* _THE PROBLEM_
From the entries below, extract the part that opens with the line containing "Provide the outline of every instance of the hiking" and closes with the line containing "925 802 L 908". Include both of those lines and reproduce everything in between without any change.

* _SUPPLIED ENTRIES_
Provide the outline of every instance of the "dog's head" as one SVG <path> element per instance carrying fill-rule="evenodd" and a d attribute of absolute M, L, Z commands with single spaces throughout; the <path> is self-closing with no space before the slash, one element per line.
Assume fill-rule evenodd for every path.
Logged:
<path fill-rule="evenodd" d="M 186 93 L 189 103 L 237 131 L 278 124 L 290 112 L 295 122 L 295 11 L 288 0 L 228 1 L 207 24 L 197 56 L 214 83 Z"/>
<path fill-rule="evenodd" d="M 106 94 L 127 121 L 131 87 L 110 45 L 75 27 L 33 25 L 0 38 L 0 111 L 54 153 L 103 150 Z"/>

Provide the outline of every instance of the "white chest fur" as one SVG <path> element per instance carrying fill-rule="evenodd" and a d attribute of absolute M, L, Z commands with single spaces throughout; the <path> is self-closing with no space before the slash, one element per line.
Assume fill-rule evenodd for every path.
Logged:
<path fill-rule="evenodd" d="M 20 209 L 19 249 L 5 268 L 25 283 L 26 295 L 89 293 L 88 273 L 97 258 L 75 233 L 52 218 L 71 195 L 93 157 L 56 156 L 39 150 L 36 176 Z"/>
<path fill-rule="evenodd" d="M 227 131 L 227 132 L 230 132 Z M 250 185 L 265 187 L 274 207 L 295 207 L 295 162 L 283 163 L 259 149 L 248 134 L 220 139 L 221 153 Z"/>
...
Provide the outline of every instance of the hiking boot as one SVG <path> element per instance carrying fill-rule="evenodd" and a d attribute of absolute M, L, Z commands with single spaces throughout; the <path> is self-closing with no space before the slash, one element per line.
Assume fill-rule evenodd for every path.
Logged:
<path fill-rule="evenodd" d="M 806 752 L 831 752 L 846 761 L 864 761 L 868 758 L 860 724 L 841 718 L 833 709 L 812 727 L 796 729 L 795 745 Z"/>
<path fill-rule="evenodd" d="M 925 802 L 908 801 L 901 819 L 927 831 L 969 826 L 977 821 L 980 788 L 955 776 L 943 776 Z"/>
* * *
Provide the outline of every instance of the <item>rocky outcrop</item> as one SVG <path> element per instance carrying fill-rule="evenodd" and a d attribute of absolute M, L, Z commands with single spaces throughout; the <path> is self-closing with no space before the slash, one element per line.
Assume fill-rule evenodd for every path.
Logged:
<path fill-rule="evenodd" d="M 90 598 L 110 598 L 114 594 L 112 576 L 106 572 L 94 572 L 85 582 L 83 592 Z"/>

* _SOLUTION TO THIS PROBLEM_
Provide the outline of every instance of the hiking boot as one SVG <path> element per instance carrying fill-rule="evenodd" and a d attribute of absolute M, L, Z commands with single spaces throughout; the <path> is self-closing with no space before the slash, one element per line.
Assume fill-rule evenodd for every path.
Logged:
<path fill-rule="evenodd" d="M 806 752 L 831 752 L 846 761 L 864 761 L 868 758 L 860 724 L 841 718 L 833 709 L 812 727 L 796 729 L 795 745 Z"/>
<path fill-rule="evenodd" d="M 925 802 L 908 801 L 901 819 L 927 831 L 969 826 L 977 821 L 980 788 L 955 776 L 943 776 Z"/>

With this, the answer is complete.